──────── RECORDS TO USE ────────

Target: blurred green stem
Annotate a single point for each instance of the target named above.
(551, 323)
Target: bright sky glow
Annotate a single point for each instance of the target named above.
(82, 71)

────────

■ **PROBLEM DESCRIPTION**:
Please repeat every one of the items above word for word, without changing any line.

■ **COMPLETED TASK**:
Target: blurred green stem
Annotate a single point for each instance of the target named above.
(551, 323)
Target: bright sky glow
Annotate a single point for each instance of the target named above.
(82, 71)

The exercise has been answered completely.